• _Instruction_
Render every line of the material below as a numbered list, leaving out any blank lines.

┌──

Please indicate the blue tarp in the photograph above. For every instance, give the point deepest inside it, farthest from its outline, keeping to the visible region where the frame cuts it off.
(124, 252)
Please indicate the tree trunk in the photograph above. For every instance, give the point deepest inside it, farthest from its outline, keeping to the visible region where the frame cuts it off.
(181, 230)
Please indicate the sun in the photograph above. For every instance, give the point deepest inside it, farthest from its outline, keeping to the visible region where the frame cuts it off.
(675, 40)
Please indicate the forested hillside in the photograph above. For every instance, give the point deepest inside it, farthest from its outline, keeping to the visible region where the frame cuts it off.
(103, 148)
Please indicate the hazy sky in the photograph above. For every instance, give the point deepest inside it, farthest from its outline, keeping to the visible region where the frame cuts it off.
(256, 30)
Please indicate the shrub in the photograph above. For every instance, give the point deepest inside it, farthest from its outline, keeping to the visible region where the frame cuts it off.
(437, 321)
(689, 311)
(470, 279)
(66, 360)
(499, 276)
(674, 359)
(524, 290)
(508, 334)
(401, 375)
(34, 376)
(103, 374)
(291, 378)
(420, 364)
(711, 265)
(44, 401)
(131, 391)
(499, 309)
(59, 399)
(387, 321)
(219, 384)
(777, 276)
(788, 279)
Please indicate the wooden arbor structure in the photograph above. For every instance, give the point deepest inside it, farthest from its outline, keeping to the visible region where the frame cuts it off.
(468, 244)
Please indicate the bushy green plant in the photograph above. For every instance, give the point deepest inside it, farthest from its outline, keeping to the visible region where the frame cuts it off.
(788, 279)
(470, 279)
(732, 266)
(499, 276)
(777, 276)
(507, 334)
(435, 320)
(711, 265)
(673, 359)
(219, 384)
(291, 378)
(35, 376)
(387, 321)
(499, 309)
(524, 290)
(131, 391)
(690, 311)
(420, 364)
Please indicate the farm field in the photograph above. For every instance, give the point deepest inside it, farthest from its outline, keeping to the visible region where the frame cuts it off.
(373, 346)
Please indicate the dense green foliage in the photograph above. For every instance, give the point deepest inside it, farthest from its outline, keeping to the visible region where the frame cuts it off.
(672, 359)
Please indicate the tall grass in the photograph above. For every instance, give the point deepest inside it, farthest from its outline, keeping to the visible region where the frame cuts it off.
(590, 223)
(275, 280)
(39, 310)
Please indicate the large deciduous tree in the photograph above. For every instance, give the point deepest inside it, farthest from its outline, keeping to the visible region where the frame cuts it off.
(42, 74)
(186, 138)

└──

• _In response_
1. Please indicate the blue tarp in the photograph above. For every instance, give the point deepest inside it, farthest from its outline, keeping to the visible region where the frame cuts it off.
2. (124, 252)
3. Please indicate the tree trunk in the photograph above. For every instance, give the point deepest inside it, farthest from its outline, keeping to the visible region where the frame cuts it off.
4. (181, 230)
5. Please indicate the sun in the photograph above. For every instance, give the point deepest inside it, farthest from its outline, keeping to the visible region where the frame cuts it off.
6. (675, 40)
7. Please indicate the forested hillside in the photograph above. For every instance, give the point deepest inside it, farthest from its outline, keeping to the visible region where the frame cuts it off.
8. (103, 148)
9. Please indicate the hazy sky in the photograph above. For every instance, give the point deepest inside it, farthest from its outline, keeping to the visible region where the frame cuts it off.
10. (256, 30)
11. Please indicate the shrub in the photograph above. For every instance, give the point deepest inside it, farthest from its outline, keeping to the visible region where the frame cuts it off.
12. (437, 321)
13. (689, 311)
14. (470, 279)
15. (66, 360)
16. (499, 276)
17. (674, 359)
18. (524, 290)
19. (508, 334)
20. (401, 375)
21. (34, 376)
22. (103, 374)
23. (291, 378)
24. (420, 364)
25. (711, 265)
26. (44, 401)
27. (131, 391)
28. (499, 309)
29. (59, 399)
30. (387, 321)
31. (219, 384)
32. (777, 276)
33. (788, 279)
34. Please indicate the wooden arbor structure in the photograph above. For every instance, give the point deepest inside it, farthest from its outline, keeping to the visible region where the frame cuts it off.
35. (468, 244)
36. Please indicate the bushy green plant in the photograph above. For every instance, give the point deepest inside it, farthest from its outline, keeping to the visible region where the frame cuts it off.
37. (788, 279)
38. (470, 279)
39. (732, 266)
40. (499, 276)
41. (777, 276)
42. (507, 334)
43. (435, 320)
44. (711, 265)
45. (673, 359)
46. (219, 384)
47. (291, 378)
48. (35, 376)
49. (387, 321)
50. (499, 309)
51. (524, 290)
52. (131, 391)
53. (690, 311)
54. (420, 364)
55. Please indicate the farm field in the photograph above. For every instance, give the point deepest inside it, farthest from its outline, keeping to the visible region where the frame cuts it off.
56. (373, 346)
57. Please indicate the dense green foliage in the photograph above. For every instance, give the point deepest inside it, farthest from its outline, keeping to the visible region where the frame cuts it off.
58. (672, 359)
59. Please indicate the tall grass in the photograph above. For every instance, give the point deepest inside it, farthest from its outline, keeping to the visible region where the frame cuts it off.
60. (590, 223)
61. (275, 280)
62. (39, 310)
63. Please indicate the large deciduous tree in the photograph above. For every instance, give the point deepest inside it, farthest from its outline, keeping to the visible region where the frame cuts it off.
64. (42, 74)
65. (186, 138)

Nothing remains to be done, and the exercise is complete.